* [WORK TO COMPLETE]:
(1) Copy the passage from the supplier certification text word for word, starting with "Fourth, regular meetings, and" and going on through "suppliers A and C.".
(2) According to the supplier certification text, within how many months were suppliers A and C both certified?
(3) Name every department that the supplier certification text says was represented on the evaluation/certification teams.

=== TEXT ===

The direction of change consisted of five phases. First, the purchasing manager obtained management commitment for a supplier certification program and formed evaluation/certification teams to implement the concept. The teams included representatives from purchasing, engineering, quality control, scheduling, and production. Each team was coordinated by the purchasing representative. Second, comprehensive visits to supplier facilities by evaluation/certification teams were conducted. Third, the buyer's teams identified areas for improvement in cooperation with each supplier. Work with supplier A focused on identifying areas for cost improvement, developing quality control procedures, and identifying areas for management development. Efforts with Supplier C centered on bringing technical ability up to "excellent," improving quality control processes, and developing production scheduling and delivery systems.
Fourth, regular meetings, and excellent efforts by suppliers and team members, resulted in both supplier A and C being certified within twelve months. After two years both suppliers met minimum acceptable scores in all five areas and exceeded minimum acceptable scores in two areas. Fifth, business was awarded on the basis of annual audits with one supplier being awarded 70% of annual requirements and the other supplier being awarded 30% of annual requirements. Each year the annual audit is used to reevaluate supplier share. Diagnosing the situation, determining the direction of change, use of effective communications, monitoring and adjusting the change process, and using the psychological contract all worked together to achieve the desired change in suppliers A and C.
Change Management Among Buyer and Supplier Departments. In the previous example, changes in the interactions among buyer and supplier engineering, cost, quality, scheduling, and management personnel required change efforts within each firm and between buyer-supplier pairs of firms. Key issue in managing change among multiple departments included (1) developing well thought out processes for supplier evaluation and certification by the buyer, (2) insuring that the cultures of the firms are compatible - or at least not incompatible, (3) the thoroughness of preparation by all individuals, (4) complete documentation of the roles of all departments in buyer and supplier firms, (5) the development of working relationships through regular meetings, (6) the continuous emphasis of trust and good faith in all dealings among all individuals, and (7) having conflict management processes in place.

=== GIVEN DATA ===

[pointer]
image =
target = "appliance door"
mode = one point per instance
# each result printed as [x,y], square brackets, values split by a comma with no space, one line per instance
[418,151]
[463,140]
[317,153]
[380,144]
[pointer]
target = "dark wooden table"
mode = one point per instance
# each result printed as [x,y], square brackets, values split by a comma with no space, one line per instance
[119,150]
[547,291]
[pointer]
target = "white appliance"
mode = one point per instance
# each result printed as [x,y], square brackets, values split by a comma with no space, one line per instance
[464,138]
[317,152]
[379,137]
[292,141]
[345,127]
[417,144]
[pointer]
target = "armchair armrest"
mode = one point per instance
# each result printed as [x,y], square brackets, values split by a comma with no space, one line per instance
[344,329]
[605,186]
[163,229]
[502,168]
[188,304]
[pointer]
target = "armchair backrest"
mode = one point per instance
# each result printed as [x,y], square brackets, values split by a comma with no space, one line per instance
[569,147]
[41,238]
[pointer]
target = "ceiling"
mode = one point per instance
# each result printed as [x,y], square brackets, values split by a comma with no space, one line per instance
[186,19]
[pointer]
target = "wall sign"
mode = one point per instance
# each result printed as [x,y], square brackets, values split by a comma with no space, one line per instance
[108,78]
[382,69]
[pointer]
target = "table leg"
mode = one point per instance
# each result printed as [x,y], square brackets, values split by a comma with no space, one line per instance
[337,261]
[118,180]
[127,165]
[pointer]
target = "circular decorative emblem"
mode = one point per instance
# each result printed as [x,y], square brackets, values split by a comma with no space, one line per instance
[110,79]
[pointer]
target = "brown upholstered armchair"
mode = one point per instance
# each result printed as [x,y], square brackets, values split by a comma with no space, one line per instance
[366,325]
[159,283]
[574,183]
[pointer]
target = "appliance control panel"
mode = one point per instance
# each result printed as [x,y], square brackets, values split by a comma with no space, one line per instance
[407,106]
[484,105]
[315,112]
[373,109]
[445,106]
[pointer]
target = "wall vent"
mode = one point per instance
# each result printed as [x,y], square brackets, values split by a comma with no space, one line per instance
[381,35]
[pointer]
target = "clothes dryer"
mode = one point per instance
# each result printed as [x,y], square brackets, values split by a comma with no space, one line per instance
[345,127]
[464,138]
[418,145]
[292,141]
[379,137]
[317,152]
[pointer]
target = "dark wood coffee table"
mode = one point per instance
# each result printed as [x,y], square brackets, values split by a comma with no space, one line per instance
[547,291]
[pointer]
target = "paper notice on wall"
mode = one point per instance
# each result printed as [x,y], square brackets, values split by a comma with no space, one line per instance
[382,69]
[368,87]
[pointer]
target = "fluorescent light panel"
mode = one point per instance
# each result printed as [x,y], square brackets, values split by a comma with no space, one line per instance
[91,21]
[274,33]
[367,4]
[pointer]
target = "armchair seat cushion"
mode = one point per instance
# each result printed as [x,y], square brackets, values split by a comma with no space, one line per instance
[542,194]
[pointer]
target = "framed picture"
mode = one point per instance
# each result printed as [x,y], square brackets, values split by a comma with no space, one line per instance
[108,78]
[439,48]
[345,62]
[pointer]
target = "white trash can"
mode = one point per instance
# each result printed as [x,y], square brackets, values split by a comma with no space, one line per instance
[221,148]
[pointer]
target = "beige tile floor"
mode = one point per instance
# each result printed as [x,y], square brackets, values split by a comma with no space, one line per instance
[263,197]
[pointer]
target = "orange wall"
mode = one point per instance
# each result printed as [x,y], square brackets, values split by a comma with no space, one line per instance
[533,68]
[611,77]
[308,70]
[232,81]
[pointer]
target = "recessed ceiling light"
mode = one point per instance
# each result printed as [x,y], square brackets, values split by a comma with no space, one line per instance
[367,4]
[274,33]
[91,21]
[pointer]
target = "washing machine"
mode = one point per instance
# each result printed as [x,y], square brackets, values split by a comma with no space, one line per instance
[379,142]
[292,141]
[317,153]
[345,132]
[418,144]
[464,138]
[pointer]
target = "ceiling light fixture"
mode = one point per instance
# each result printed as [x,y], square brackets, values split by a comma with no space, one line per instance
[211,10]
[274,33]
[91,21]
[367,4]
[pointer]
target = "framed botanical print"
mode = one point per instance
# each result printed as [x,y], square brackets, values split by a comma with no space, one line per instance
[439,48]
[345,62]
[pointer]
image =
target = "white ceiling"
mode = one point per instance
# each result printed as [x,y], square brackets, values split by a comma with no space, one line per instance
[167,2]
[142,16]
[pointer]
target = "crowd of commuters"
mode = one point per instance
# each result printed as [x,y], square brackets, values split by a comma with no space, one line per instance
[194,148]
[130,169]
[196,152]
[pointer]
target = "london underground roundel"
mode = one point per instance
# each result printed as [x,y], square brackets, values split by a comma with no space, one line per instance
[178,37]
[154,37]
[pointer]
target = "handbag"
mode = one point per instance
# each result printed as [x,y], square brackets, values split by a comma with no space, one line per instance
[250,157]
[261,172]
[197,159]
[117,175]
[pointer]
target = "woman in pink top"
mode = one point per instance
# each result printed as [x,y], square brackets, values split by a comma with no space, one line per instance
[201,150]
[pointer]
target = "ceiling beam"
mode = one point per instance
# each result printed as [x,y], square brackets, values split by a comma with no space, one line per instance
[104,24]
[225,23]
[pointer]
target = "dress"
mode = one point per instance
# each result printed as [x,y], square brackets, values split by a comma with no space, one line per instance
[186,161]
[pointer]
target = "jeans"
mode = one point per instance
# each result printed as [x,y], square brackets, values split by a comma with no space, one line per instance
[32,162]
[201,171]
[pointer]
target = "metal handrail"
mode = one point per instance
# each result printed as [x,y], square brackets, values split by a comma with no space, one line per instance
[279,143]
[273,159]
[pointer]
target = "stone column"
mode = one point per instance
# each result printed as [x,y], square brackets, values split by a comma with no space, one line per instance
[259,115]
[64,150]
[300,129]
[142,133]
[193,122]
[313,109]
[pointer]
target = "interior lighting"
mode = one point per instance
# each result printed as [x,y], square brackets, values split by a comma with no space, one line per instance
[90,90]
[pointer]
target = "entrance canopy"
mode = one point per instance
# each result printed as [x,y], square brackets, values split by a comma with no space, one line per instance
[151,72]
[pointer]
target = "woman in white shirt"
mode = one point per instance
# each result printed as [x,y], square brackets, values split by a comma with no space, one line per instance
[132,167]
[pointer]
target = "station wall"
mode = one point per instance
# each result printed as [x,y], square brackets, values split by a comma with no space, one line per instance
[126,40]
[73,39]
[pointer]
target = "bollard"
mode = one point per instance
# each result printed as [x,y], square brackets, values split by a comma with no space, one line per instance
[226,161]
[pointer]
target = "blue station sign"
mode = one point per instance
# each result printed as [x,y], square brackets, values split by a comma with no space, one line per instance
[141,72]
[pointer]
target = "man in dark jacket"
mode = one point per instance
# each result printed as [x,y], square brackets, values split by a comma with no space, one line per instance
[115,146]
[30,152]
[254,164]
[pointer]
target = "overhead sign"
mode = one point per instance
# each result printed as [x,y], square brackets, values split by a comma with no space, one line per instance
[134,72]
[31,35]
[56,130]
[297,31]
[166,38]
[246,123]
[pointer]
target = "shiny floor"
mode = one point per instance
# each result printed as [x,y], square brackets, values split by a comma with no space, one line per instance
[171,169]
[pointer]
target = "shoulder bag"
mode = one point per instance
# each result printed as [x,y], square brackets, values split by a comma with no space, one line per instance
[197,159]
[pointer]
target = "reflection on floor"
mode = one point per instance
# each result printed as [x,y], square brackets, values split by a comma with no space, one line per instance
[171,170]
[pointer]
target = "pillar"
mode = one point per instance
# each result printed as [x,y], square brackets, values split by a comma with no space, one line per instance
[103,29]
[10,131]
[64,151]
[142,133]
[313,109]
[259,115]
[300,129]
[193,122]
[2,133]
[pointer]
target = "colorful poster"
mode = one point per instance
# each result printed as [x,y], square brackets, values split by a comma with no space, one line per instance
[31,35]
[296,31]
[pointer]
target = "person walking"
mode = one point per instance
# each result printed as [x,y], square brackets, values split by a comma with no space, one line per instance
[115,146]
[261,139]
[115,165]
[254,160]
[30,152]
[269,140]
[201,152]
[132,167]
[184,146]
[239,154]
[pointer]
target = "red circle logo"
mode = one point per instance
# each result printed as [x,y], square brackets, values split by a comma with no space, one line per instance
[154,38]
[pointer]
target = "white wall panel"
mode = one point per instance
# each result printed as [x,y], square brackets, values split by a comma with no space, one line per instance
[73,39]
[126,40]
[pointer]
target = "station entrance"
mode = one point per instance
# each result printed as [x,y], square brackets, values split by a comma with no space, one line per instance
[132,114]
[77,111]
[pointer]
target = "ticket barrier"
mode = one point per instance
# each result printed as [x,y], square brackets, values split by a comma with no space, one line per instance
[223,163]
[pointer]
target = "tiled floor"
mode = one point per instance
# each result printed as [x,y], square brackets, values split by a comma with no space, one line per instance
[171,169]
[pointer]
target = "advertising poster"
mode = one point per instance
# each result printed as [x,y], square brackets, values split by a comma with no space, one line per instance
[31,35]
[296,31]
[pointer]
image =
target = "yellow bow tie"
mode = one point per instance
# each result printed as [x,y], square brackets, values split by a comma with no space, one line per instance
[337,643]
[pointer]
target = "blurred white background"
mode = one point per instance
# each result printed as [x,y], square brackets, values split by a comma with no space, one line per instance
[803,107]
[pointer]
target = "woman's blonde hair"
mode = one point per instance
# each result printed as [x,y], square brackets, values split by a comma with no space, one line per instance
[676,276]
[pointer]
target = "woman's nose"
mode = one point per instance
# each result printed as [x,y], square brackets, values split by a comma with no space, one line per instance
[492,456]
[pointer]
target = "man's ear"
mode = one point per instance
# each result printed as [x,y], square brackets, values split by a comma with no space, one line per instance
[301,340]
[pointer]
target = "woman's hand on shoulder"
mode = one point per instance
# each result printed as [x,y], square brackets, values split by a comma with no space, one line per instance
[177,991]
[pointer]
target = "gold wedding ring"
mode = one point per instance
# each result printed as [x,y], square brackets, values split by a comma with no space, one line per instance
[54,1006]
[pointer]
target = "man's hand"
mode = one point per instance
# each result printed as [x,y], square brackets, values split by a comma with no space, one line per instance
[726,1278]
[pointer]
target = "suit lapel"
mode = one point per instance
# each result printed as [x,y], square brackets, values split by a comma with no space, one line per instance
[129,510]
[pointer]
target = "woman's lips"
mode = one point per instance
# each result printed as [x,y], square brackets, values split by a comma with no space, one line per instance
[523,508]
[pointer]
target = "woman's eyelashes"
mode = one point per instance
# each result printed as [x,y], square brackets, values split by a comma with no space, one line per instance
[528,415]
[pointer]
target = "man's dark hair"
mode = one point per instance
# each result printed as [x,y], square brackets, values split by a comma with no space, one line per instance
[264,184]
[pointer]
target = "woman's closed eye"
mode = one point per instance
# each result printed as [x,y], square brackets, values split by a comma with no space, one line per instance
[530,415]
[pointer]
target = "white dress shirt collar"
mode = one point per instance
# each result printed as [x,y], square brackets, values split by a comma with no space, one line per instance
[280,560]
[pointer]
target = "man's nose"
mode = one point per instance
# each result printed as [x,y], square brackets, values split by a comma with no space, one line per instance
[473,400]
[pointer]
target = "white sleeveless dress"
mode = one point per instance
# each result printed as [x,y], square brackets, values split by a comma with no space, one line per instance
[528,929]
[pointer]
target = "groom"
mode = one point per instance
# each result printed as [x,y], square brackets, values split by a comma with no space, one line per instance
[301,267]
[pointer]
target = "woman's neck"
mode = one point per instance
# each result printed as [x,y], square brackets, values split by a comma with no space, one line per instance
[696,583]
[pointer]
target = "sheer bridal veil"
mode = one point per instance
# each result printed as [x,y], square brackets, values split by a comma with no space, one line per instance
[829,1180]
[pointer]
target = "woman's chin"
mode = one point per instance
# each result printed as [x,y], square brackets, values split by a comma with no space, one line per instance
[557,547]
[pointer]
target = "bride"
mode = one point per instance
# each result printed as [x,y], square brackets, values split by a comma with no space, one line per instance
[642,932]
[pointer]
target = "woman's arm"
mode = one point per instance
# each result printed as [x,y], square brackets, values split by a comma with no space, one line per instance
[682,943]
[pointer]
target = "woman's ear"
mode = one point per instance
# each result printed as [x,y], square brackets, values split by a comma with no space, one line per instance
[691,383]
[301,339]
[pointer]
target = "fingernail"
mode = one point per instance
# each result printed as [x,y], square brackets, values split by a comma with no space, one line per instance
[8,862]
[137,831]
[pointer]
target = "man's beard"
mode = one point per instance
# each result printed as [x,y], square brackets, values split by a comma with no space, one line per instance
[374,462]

===

* [ANSWERS TO THIS EXERCISE]:
(1)
Fourth, regular meetings, and excellent efforts by suppliers and team members, resulted in both supplier A and C being certified within twelve months. After two years both suppliers met minimum acceptable scores in all five areas and exceeded minimum acceptable scores in two areas. Fifth, business was awarded on the basis of annual audits with one supplier being awarded 70% of annual requirements and the other supplier being awarded 30% of annual requirements. Each year the annual audit is used to reevaluate supplier share. Diagnosing the situation, determining the direction of change, use of effective communications, monitoring and adjusting the change process, and using the psychological contract all worked together to achieve the desired change in suppliers A and C.

(2) Within twelve months.

(3) Purchasing, engineering, quality control, scheduling, and production.